_Your objective:_
Would you copy the listing below exactly, keeping the pictures out?

_Dataset content:_
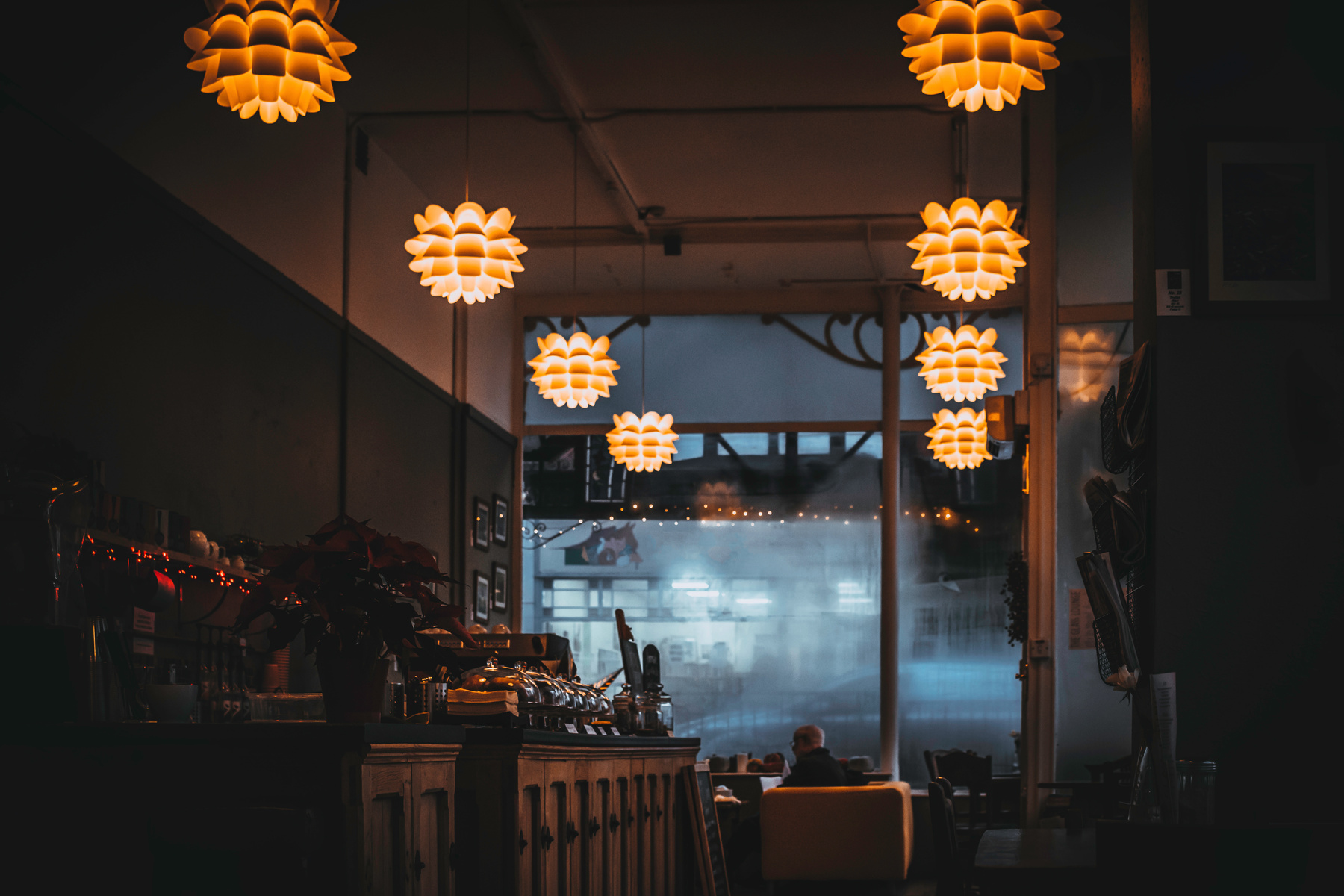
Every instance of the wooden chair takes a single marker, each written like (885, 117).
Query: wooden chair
(967, 770)
(945, 850)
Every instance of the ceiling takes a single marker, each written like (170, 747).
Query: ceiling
(785, 143)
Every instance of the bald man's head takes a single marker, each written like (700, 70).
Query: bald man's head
(806, 739)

_Answer box:_
Every instance of the wooden chair takes a single marker, each written like (885, 117).
Query: wooden chair
(967, 770)
(945, 850)
Every instance of the ceiling takes a single marker, each written like (170, 747).
Query: ceiling
(785, 143)
Every instance of the bald man's head takes a single marker, each written like (700, 70).
Query: bald man's head
(806, 739)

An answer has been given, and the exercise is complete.